What you should do ->
Reproduce word for word the part of the listing below that opens with its first line and closes with the line containing "34L109 51L110 97L176", both lines included. Leave the pictures out of your answer.

Given data ->
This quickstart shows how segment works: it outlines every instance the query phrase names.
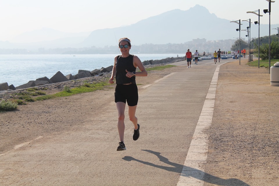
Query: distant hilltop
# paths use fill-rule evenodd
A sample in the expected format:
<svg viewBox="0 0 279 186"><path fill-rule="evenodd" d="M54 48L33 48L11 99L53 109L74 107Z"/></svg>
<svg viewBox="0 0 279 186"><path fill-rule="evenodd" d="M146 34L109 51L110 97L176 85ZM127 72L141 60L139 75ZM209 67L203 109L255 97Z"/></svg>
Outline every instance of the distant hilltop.
<svg viewBox="0 0 279 186"><path fill-rule="evenodd" d="M189 18L194 16L195 20L198 21L197 24L185 24L189 22ZM224 40L238 37L235 31L237 27L230 21L218 17L205 7L197 5L187 10L175 9L130 25L99 29L91 33L70 34L46 28L34 31L18 36L17 40L14 40L12 42L0 41L0 51L16 48L33 51L42 48L109 47L117 46L116 39L122 37L130 38L133 45L184 43L197 38L205 38L208 41ZM218 23L218 29L212 23ZM248 23L243 24L245 28L248 26ZM257 38L258 26L253 24L251 26L251 38ZM279 24L271 26L277 27ZM260 26L261 35L268 35L269 25L262 24ZM241 37L245 38L246 34L241 32ZM20 41L34 41L32 37L35 36L38 42L19 43ZM55 39L44 41L42 38Z"/></svg>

Exercise solution ->
This quickstart shows how segment works: it outlines every instance the query phrase names.
Query: distant hilltop
# paths use fill-rule evenodd
A sample in the expected format:
<svg viewBox="0 0 279 186"><path fill-rule="evenodd" d="M54 48L33 48L11 99L53 109L74 107Z"/></svg>
<svg viewBox="0 0 279 186"><path fill-rule="evenodd" d="M146 34L109 51L110 97L176 85ZM127 72L141 60L139 75ZM209 67L203 109L255 97Z"/></svg>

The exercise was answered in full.